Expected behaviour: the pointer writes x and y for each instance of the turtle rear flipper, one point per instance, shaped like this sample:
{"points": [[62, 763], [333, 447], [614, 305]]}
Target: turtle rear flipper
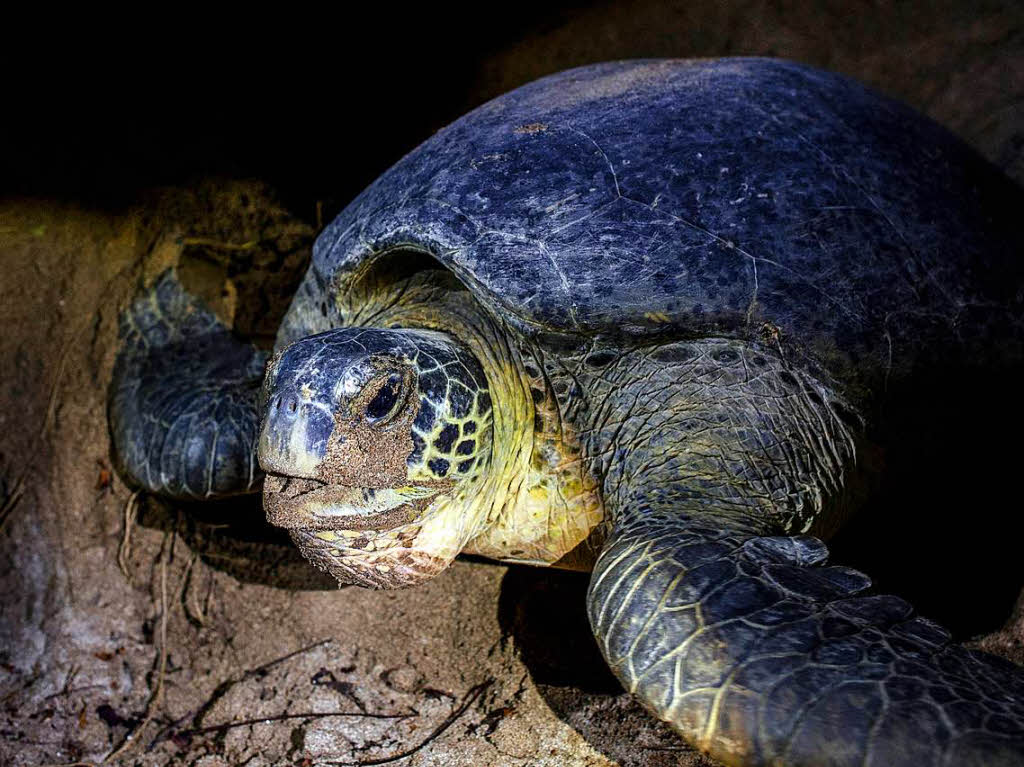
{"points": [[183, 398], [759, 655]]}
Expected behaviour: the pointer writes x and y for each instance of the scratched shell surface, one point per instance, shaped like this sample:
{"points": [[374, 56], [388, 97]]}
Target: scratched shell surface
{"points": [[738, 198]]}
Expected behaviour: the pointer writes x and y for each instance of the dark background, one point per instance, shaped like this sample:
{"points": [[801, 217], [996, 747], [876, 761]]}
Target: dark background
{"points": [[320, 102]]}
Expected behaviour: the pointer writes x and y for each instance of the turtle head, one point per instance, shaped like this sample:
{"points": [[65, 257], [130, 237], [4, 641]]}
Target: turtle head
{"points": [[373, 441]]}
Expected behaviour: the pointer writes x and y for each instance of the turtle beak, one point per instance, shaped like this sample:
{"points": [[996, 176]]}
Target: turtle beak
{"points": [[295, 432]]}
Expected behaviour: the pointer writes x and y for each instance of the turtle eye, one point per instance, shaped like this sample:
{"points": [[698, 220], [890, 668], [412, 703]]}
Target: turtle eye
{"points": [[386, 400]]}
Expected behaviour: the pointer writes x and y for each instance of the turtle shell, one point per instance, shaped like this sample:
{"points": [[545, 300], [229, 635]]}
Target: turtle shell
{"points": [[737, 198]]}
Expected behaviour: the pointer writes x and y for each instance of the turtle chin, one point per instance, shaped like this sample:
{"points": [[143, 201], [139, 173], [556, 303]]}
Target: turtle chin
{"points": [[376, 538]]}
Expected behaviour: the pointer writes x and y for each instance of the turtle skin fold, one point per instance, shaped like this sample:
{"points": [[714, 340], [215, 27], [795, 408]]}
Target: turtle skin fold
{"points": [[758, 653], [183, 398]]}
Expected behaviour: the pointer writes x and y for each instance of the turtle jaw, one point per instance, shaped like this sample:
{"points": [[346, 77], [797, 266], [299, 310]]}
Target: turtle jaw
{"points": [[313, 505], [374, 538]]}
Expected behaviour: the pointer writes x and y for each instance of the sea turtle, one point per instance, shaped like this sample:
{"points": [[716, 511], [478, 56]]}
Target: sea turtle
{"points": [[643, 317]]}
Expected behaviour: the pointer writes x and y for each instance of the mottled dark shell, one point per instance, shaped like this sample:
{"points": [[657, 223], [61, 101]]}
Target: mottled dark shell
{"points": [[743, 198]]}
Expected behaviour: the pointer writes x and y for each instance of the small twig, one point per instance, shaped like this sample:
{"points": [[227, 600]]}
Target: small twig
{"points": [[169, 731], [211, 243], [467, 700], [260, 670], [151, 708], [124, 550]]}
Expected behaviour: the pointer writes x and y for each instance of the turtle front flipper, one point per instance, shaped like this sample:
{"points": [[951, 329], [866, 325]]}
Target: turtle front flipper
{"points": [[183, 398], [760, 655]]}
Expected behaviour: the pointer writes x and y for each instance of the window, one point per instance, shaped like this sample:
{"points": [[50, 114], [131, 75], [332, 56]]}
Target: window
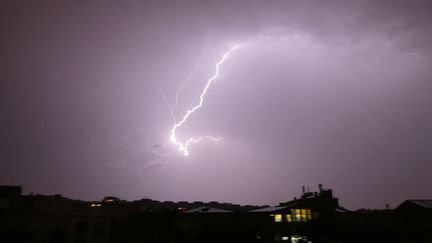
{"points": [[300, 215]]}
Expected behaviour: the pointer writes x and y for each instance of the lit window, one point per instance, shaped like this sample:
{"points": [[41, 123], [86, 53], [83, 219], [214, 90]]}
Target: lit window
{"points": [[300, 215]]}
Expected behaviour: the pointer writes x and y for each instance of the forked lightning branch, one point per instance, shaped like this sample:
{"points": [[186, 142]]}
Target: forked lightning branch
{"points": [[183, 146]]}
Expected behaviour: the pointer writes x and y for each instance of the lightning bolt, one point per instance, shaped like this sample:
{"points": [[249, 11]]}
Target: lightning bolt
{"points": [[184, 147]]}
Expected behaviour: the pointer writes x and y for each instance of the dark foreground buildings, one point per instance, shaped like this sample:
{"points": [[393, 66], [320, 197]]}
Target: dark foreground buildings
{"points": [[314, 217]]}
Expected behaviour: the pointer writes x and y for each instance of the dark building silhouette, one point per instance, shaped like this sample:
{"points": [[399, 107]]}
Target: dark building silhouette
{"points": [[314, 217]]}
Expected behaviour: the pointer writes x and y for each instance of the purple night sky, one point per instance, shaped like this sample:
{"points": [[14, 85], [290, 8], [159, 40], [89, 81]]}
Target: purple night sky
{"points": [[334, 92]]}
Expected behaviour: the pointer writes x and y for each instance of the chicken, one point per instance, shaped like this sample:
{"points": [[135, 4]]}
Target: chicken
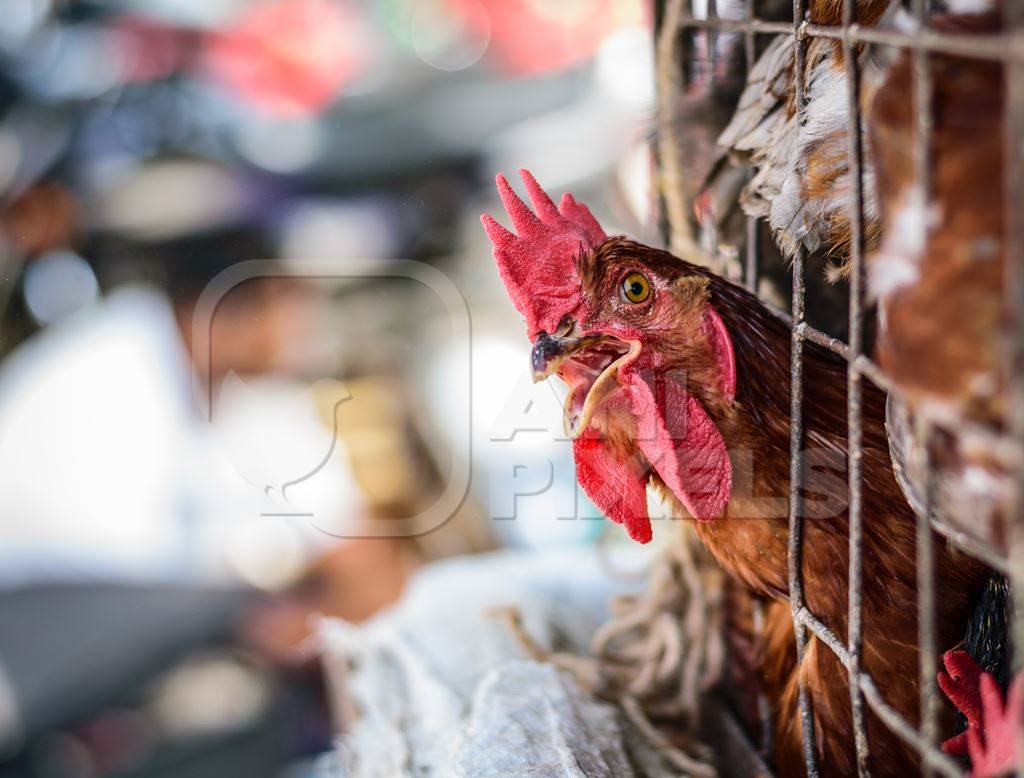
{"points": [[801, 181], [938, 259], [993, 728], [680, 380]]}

------------------------

Exercise brief
Transfer every line of the material from the line containing "the chicken, one" through the end of the material, both ends included. Add -90 to each coordinate given as an answer in that span, and leave the picture out.

Solution to the exercise
Expected behaviour: the pointer writes x and y for each instance of the chicken, one point per instance, shaped like this sample:
{"points": [[135, 4]]}
Target: chicken
{"points": [[711, 91], [848, 169], [903, 638], [590, 290]]}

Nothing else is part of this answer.